Your instructions
Please rewrite the records, starting at the line containing "You are given a photograph. For the railing" and running through the end of the records. Offset every x and y coordinate in the answers by adding 150, and copy all other lines unchanged.

BEGIN Exercise inputs

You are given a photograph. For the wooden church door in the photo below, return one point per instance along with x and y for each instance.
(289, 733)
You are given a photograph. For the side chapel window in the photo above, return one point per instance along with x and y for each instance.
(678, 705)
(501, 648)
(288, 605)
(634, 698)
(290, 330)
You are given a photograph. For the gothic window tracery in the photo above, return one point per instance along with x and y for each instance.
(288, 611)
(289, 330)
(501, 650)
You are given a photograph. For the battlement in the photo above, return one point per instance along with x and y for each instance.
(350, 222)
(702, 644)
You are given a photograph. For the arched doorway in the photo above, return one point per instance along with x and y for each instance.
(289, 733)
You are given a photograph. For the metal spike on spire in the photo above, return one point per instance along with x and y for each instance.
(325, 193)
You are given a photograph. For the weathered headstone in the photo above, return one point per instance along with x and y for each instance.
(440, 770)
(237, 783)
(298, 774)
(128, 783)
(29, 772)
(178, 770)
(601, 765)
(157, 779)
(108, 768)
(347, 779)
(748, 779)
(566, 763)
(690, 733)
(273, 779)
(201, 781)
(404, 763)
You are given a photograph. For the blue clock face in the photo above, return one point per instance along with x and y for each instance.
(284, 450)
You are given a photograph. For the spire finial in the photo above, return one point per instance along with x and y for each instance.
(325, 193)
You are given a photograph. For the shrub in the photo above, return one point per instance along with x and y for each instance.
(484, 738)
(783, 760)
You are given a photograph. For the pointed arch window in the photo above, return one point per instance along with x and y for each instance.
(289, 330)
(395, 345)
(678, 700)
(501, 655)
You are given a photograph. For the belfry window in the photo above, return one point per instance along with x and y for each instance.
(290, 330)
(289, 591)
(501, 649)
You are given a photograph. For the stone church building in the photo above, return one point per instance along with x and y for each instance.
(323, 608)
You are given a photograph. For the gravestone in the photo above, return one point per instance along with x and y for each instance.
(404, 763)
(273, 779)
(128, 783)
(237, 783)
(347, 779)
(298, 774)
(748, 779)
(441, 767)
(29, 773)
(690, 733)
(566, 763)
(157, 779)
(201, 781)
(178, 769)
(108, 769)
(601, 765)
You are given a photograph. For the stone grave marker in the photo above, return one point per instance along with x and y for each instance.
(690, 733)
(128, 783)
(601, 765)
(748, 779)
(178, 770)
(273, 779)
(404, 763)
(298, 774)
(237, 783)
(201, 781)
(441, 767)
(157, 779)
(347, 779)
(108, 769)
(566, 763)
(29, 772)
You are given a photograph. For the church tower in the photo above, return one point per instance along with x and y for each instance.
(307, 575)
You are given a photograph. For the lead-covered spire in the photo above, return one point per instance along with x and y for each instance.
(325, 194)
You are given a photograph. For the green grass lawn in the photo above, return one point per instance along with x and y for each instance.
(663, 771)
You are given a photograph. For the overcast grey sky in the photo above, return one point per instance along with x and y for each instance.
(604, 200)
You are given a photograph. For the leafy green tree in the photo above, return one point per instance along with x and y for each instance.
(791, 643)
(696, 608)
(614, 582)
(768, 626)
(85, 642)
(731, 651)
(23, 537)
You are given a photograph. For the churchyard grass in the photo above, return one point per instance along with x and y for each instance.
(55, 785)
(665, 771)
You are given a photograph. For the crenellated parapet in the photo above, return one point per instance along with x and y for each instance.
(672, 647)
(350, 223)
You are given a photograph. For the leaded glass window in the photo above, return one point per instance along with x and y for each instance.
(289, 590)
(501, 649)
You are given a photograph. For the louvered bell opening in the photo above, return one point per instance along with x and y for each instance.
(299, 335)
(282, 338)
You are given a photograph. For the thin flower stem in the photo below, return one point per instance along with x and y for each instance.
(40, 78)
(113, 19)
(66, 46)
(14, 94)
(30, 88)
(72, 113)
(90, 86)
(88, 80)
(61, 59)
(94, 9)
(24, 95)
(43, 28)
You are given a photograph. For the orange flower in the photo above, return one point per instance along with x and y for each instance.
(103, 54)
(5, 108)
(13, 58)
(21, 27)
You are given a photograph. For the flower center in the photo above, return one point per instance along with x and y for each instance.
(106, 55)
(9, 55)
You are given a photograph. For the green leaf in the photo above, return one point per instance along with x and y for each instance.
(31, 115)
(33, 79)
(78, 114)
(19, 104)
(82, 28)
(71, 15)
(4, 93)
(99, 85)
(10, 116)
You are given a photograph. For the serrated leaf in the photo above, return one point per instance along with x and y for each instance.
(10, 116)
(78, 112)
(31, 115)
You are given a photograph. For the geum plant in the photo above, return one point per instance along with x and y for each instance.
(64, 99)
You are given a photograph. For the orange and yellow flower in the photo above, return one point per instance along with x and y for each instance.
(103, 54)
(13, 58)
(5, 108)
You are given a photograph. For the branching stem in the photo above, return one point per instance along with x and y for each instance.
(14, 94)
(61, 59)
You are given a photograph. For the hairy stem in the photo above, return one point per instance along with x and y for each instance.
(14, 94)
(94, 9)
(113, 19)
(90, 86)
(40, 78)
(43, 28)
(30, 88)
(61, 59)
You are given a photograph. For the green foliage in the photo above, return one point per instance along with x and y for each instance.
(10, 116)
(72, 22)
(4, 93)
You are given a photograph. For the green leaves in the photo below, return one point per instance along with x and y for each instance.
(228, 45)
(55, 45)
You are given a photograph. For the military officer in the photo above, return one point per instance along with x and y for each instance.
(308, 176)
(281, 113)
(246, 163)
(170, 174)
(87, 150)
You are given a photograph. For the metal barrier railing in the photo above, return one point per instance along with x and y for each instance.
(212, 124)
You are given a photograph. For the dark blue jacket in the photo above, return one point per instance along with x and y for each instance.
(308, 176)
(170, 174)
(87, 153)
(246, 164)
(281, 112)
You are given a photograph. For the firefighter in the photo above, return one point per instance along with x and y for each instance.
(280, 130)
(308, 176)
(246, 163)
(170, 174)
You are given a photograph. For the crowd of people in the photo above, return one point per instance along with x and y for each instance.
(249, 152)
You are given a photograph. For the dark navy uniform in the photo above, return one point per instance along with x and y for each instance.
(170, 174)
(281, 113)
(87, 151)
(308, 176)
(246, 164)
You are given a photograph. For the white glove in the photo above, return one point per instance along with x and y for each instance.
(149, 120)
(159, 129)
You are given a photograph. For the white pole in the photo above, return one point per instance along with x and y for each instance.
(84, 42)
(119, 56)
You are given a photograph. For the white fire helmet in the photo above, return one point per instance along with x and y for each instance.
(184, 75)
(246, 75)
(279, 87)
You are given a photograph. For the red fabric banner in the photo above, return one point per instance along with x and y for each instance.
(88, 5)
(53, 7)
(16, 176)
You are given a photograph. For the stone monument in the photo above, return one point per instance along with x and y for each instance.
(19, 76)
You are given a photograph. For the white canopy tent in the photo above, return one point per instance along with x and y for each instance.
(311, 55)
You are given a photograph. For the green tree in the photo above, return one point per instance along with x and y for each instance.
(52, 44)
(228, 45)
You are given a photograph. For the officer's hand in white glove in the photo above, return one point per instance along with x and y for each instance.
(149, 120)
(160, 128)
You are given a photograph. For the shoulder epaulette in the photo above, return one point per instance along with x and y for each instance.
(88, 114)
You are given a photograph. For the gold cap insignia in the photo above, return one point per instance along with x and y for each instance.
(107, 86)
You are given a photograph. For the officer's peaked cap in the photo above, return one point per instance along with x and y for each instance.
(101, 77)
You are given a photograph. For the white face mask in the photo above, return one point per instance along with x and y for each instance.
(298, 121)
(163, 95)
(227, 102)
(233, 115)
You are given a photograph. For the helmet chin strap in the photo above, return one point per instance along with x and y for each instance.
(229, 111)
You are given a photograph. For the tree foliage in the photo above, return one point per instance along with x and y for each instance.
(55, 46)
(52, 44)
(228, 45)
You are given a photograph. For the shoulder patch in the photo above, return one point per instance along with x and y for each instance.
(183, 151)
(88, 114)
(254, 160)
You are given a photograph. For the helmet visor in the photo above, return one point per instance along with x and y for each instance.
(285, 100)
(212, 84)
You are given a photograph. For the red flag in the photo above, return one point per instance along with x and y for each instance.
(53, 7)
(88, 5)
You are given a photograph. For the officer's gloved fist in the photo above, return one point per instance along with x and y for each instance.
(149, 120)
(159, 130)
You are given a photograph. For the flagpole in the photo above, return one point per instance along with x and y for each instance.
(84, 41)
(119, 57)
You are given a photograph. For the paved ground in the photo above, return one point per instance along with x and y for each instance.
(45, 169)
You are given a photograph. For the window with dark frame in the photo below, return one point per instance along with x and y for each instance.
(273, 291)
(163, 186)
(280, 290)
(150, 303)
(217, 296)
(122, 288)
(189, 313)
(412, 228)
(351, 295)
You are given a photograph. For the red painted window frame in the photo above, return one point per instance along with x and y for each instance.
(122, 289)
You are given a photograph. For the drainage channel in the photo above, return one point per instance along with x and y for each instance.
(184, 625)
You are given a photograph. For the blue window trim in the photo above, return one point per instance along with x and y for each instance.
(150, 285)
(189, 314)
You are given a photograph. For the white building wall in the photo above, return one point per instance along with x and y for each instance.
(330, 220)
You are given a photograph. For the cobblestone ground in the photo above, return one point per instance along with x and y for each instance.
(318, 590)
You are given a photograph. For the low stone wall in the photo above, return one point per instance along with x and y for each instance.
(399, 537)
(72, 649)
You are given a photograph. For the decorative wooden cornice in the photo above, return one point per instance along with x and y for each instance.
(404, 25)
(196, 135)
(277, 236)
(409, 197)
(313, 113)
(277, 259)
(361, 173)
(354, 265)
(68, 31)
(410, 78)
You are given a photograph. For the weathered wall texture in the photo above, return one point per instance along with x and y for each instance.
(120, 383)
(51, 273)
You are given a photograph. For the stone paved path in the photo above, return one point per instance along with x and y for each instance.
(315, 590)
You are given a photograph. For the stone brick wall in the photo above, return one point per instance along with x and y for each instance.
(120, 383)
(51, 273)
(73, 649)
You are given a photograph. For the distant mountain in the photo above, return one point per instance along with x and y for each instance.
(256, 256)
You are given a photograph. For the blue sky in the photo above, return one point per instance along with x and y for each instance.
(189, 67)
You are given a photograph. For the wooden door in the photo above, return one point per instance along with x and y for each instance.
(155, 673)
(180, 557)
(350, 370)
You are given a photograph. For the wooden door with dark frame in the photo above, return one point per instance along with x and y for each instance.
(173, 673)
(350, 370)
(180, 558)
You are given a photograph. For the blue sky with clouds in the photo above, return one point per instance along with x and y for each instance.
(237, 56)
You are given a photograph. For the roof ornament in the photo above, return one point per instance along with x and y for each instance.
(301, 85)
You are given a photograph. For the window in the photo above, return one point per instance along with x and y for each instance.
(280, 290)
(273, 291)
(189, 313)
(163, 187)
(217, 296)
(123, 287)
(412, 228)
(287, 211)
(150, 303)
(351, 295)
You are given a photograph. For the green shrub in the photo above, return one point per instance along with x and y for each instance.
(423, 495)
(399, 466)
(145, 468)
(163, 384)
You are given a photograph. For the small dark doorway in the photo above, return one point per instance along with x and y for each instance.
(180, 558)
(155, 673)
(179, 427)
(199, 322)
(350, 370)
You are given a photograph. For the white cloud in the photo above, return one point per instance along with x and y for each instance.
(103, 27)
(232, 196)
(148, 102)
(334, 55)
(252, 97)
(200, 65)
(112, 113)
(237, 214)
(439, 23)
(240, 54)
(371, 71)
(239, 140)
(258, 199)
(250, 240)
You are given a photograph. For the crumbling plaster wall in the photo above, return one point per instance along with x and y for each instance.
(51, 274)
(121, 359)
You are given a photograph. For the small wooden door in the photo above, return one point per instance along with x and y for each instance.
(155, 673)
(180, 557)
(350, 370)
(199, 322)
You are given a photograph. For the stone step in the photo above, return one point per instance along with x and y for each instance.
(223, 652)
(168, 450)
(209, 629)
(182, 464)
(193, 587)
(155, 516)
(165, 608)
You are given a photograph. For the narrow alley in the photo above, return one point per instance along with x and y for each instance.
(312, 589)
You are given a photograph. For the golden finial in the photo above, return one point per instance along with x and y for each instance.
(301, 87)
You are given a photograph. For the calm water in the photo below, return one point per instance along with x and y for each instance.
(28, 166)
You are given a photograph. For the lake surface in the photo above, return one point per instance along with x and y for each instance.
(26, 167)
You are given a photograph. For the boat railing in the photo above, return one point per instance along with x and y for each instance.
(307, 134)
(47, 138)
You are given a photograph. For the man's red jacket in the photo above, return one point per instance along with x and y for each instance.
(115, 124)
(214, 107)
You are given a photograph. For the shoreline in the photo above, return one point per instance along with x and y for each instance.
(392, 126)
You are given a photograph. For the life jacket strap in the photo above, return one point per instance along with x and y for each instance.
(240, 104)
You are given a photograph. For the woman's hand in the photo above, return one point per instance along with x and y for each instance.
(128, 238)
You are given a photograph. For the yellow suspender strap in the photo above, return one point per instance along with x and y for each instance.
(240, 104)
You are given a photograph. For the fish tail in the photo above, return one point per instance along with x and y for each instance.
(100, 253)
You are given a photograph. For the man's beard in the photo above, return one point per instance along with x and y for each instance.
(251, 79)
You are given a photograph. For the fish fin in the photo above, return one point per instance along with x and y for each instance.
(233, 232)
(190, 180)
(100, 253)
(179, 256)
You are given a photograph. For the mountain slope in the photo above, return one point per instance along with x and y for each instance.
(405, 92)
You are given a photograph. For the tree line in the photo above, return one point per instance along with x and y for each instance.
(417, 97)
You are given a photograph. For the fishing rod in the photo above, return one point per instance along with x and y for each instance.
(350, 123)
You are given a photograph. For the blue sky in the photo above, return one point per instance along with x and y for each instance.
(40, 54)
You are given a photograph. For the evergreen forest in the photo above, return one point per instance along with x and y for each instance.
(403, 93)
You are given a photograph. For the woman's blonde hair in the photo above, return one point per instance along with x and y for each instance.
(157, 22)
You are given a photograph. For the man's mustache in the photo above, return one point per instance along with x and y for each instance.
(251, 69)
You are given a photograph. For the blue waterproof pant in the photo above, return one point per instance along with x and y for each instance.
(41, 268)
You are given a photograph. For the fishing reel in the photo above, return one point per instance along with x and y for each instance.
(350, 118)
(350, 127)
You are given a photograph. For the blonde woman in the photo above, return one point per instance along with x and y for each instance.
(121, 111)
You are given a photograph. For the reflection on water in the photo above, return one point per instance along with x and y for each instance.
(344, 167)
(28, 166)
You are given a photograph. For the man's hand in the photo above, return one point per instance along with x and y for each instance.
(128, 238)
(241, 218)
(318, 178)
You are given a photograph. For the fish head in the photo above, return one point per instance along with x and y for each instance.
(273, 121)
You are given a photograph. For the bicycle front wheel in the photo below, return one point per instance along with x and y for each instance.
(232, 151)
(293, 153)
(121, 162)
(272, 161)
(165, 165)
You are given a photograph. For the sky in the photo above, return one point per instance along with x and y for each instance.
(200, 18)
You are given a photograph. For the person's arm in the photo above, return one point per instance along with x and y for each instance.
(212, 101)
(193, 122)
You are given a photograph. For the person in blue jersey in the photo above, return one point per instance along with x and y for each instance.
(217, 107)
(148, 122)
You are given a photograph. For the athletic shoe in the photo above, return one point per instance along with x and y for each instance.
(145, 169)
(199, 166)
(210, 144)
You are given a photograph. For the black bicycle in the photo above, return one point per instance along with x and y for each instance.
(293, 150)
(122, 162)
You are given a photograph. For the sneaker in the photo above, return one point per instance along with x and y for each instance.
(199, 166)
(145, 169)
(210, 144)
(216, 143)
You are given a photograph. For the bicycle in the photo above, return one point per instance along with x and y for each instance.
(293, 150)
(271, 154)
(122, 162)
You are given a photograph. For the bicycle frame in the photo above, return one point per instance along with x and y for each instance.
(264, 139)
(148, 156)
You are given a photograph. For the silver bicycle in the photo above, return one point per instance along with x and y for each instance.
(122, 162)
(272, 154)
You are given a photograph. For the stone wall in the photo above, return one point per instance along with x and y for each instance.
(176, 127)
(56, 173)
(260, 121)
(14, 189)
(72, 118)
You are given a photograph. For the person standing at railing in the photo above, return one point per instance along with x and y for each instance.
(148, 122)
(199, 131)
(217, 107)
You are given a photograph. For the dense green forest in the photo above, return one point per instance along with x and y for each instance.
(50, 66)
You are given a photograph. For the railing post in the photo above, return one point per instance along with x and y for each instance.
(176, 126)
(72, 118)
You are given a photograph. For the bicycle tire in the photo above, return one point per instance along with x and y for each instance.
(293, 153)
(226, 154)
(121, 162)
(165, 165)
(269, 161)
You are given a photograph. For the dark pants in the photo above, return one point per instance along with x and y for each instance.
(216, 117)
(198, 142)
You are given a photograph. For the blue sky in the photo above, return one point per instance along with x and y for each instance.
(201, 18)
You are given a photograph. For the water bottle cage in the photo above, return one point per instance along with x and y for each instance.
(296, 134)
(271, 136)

END Exercise inputs

The completed task
You are given a photograph. For the railing post in the photo above, return one point per instance along with x and y for each instance.
(326, 276)
(222, 268)
You are given a photograph. For the bicycle tire in the photo above, return one point per instance along with x and y for each instance.
(443, 303)
(376, 304)
(271, 312)
(315, 315)
(419, 311)
You are given a photograph. For the dark pants in the photo above, return one point per instance along with x and y for each instance.
(366, 267)
(348, 292)
You are given a photograph. For the blue sky in the photo above, return one point per instance along with x and y for each instance.
(351, 168)
You are given a photograph. For the water bottle cage in the photo above, return one point per instance along with x and y for each instance.
(446, 284)
(421, 286)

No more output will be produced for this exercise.